## WHAT TO PRODUCE
Rescale the stretch from the line containing "Expected output: for each instance of the white" through the end of the records, giving every line again with the requests unchanged. Multiply each pixel coordinate in the answers by 1.15 and round to a whole number, with halves rounding up, and give only these lines.
┏━━
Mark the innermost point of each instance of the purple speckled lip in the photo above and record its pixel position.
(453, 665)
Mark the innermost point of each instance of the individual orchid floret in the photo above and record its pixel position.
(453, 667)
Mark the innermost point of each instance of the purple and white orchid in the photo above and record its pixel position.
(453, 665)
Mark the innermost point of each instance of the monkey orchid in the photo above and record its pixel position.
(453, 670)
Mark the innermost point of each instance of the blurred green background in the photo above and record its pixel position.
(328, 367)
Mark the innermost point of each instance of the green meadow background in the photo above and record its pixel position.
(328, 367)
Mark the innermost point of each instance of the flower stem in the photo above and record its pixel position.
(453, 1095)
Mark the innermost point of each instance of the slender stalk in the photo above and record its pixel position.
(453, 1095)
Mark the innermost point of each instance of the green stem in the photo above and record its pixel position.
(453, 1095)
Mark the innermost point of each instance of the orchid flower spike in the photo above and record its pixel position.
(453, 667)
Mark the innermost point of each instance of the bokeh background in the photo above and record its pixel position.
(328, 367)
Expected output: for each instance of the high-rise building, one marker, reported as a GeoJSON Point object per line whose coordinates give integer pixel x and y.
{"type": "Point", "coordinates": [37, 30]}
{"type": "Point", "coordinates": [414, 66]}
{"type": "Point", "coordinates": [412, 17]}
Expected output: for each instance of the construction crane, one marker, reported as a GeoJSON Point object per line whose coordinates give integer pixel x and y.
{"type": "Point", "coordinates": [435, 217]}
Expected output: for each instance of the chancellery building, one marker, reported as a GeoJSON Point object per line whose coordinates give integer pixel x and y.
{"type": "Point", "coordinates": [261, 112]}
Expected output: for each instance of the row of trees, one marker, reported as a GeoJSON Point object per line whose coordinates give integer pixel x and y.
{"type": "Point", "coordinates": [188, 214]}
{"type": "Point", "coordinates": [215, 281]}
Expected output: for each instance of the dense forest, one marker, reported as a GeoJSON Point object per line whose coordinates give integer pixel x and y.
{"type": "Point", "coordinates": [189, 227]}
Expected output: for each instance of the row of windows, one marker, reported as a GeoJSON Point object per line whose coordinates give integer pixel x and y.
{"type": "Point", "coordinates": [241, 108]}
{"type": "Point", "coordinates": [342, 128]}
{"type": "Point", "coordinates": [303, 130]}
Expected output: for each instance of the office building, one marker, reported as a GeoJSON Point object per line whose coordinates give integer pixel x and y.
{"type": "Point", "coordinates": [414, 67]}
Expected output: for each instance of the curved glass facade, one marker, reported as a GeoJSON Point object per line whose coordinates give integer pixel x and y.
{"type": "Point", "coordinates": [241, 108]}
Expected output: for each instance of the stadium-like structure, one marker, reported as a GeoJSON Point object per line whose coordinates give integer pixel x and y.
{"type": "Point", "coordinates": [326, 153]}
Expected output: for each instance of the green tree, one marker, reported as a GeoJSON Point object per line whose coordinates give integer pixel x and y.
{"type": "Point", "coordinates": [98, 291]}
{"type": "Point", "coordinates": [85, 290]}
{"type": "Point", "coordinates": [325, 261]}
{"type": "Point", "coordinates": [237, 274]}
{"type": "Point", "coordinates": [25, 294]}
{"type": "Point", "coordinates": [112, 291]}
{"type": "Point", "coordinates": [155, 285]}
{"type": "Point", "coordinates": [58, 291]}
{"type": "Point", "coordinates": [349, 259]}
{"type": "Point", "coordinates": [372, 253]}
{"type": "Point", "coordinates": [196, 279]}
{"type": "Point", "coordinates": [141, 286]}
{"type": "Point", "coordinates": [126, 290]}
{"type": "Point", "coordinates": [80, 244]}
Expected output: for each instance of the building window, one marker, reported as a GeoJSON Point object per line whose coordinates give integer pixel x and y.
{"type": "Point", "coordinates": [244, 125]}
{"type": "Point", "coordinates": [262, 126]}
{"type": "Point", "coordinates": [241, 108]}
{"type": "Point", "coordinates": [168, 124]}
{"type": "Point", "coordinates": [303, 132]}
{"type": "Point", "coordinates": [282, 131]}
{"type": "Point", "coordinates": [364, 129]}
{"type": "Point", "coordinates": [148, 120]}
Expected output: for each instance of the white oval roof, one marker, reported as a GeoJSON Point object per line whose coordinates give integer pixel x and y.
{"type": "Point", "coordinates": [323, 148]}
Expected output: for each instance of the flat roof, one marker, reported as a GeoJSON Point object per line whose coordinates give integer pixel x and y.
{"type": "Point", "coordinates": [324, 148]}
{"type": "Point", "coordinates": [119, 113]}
┗━━
## WRITTEN RESPONSE
Expected output: for each instance of the white oval roof, one marker, reported as a GeoJSON Point object per line whose coordinates give integer pixel x and y.
{"type": "Point", "coordinates": [371, 170]}
Expected output: for each instance of the flat roof, one marker, reported as a GeoJSON Point object per line whose coordinates give integer pixel x and y.
{"type": "Point", "coordinates": [373, 170]}
{"type": "Point", "coordinates": [137, 130]}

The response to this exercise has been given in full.